Tarefas obrigatórias:
1. Reproduza o trecho do texto sobre a liberdade religiosa que começa em "Os casos judiciais" e vai até "alguém ou não.".
2. Prossiga o texto sobre a liberdade religiosa a partir da última frase apresentada.

Texto de leitura:
↓↓↓

Austin Ruse
Sam Casey estava sentado à cabeceira da maior mesa de reuniões em
Washington, a observar, de boca aberta, o esvaziar de metade da sala e o
ferimento grave da liberdade religiosa. Passou-se de repente num dia de Julho
em 1999, mas na verdade o esventramento da mais poderosa coligação
transpartidária do País estava a ser preparado há semanas.
A história legislativa da liberdade religiosa na América pode ser
descrita de muitas formas, mas uma delas é como um jogo de ping-pong.
A Constituição proíbe o Governo Federal de estabelecer uma religião
oficial, mas também impede o Governo de colocar obstáculos ao livre exercício
da religião. Precisamente o que significa o livre exercício, quem pode ser
impedido e como, é um dos assuntos mais melindrosos.
Os casos judiciais modernos começaram nos anos 60 quando uma
trabalhadora têxtil chamada Adell Sherbert se converteu aos Adventistas do
Sétimo Dia. A fábrica onde trabalhava passou a operar seis dias por semana,
obrigando-a a trabalhar ao Sábado, algo que a sua fé não permitia. Foi
despedida. O Estado recusou-lhe subsídio de desemprego e ela processou-o,
invocando a liberdade religiosa. O Supremo Tribunal deu-lhe razão.
Com esse caso o Tribunal criou o Teste Sherbert, com critérios para
determinar se o Governo estava a violar a liberdade religiosa de alguém ou não.
A pessoa devia ter uma crença religiosa sincera, sobre cuja prática o Tribunal
tivesse colocado um fardo substancial. O Governo devia mostrar a existência de
um «interesse constrangedor do Estado» para colocar esse fardo sobre o crente e
ainda dar provas de o ter feito da forma menos restritiva possível.

↑↑↑

Dados do exercício:
↓↓↓

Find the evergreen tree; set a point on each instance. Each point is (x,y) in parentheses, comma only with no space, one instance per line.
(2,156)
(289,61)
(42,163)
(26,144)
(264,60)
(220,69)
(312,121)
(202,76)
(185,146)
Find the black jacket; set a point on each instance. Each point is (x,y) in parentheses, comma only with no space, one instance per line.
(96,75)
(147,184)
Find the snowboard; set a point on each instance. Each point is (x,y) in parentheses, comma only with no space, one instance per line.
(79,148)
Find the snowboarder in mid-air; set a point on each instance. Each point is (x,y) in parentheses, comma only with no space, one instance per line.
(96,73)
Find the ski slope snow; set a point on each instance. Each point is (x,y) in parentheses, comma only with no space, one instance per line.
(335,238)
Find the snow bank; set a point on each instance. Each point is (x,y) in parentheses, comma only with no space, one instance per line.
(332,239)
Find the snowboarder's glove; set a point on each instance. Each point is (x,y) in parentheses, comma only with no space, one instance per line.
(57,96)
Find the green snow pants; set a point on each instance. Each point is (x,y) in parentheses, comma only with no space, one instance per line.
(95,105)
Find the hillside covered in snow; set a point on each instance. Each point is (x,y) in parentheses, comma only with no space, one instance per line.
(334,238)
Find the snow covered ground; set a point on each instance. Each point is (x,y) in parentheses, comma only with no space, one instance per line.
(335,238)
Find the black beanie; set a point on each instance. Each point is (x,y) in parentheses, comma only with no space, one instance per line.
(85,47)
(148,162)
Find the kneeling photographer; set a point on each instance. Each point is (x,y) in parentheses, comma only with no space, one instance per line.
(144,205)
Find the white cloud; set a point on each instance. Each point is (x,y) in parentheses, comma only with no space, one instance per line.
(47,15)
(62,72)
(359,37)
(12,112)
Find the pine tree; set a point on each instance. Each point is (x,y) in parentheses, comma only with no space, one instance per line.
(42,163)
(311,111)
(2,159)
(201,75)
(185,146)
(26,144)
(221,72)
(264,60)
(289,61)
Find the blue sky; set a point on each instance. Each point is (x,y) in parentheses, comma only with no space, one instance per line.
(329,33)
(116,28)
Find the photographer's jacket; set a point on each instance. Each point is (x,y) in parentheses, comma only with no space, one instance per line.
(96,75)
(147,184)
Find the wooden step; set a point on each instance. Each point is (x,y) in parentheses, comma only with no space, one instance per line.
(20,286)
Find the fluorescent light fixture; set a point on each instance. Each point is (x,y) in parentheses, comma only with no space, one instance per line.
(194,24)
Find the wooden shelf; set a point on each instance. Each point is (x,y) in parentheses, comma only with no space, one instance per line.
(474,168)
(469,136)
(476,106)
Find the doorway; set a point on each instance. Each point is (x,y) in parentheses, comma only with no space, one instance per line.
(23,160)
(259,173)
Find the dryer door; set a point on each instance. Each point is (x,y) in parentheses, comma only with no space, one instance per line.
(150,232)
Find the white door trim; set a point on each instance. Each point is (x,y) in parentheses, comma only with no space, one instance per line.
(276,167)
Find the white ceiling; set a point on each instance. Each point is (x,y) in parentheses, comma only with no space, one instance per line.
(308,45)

↑↑↑
↓↓↓

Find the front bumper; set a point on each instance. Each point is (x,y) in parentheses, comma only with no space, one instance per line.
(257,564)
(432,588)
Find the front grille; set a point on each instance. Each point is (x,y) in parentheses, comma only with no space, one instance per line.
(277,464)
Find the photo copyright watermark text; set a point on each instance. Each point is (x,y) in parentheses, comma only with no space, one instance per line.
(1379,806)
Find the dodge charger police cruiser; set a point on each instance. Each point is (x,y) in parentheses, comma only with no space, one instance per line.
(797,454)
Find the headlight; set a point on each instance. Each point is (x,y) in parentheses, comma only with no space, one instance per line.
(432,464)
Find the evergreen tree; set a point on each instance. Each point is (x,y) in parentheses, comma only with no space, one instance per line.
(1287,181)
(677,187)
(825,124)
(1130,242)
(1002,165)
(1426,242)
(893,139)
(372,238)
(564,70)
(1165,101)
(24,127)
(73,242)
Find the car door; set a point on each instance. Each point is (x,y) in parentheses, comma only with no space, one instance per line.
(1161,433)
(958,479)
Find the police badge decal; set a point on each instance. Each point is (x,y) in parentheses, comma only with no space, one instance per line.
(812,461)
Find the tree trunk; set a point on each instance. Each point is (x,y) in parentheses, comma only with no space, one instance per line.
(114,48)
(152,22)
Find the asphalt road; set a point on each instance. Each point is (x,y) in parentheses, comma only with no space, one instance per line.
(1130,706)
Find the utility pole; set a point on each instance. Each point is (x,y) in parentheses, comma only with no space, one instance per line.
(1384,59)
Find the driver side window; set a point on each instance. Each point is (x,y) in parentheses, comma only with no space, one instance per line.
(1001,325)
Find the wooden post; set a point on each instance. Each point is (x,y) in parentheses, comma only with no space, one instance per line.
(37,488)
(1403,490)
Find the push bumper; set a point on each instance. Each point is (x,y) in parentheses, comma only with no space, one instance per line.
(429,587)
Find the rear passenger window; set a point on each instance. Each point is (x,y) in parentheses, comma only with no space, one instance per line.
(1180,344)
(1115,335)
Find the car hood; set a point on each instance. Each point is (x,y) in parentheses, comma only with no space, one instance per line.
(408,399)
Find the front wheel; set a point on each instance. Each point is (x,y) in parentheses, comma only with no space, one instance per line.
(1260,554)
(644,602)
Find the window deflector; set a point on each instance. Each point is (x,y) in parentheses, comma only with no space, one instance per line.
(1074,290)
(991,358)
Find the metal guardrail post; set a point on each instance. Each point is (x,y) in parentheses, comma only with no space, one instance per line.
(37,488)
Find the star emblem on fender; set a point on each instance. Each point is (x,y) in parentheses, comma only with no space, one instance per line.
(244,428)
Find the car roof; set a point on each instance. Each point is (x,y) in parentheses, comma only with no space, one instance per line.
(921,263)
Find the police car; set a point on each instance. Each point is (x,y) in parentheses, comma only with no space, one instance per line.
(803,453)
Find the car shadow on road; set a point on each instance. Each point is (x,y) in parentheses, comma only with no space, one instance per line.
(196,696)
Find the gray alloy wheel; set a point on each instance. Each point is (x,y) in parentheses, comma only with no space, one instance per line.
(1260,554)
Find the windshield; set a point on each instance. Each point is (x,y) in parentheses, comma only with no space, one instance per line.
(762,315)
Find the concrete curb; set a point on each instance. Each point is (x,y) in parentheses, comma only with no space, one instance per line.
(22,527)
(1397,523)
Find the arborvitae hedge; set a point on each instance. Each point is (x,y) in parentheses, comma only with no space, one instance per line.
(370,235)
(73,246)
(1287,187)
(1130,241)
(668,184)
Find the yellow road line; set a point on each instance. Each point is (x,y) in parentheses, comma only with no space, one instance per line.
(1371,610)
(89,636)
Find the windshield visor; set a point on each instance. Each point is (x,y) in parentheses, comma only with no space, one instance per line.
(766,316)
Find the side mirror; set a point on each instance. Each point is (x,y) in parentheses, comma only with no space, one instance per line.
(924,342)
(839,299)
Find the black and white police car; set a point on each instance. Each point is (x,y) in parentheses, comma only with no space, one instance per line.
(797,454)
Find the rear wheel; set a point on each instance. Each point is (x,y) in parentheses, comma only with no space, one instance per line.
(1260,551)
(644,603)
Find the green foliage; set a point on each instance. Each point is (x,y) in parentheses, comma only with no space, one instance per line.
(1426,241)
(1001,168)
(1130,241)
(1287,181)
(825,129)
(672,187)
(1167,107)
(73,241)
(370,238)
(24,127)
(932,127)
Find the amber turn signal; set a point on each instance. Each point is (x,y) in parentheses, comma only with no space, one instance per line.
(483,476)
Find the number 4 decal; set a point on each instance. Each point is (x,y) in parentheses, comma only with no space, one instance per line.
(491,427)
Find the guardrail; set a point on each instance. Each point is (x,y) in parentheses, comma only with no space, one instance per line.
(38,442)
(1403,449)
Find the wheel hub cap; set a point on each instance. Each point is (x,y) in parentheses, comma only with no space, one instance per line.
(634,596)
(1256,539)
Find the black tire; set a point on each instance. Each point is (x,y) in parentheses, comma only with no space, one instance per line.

↑↑↑

Respostas às tarefas:
1.
Os casos judiciais modernos começaram nos anos 60 quando uma
trabalhadora têxtil chamada Adell Sherbert se converteu aos Adventistas do
Sétimo Dia. A fábrica onde trabalhava passou a operar seis dias por semana,
obrigando-a a trabalhar ao Sábado, algo que a sua fé não permitia. Foi
despedida. O Estado recusou-lhe subsídio de desemprego e ela processou-o,
invocando a liberdade religiosa. O Supremo Tribunal deu-lhe razão.
Com esse caso o Tribunal criou o Teste Sherbert, com critérios para
determinar se o Governo estava a violar a liberdade religiosa de alguém ou não.

2.
É uma fasquia alta.
Nos anos 80 houve o caso de Alfred Smith e Galen Black, que trabalhavam
numa clínica de reabilitação mas fumavam peiote como parte da sua religião
nativa-americana. Quando a clínica descobriu, foram os dois despedidos. O
Estado recusou-lhes os subsídios. No caso Employment Division v. Smith, o Tribunal
acabou com o Teste Sherbert que tinha protegido a liberdade religiosa. A
decisão acabou por prender-se com o facto de os homens estarem a cometer um
acto ilegal e argumentou que a lei contra o uso de peiote não era dirigida
estritamente contra o uso religioso do narcótico, mas contra o seu uso em
geral.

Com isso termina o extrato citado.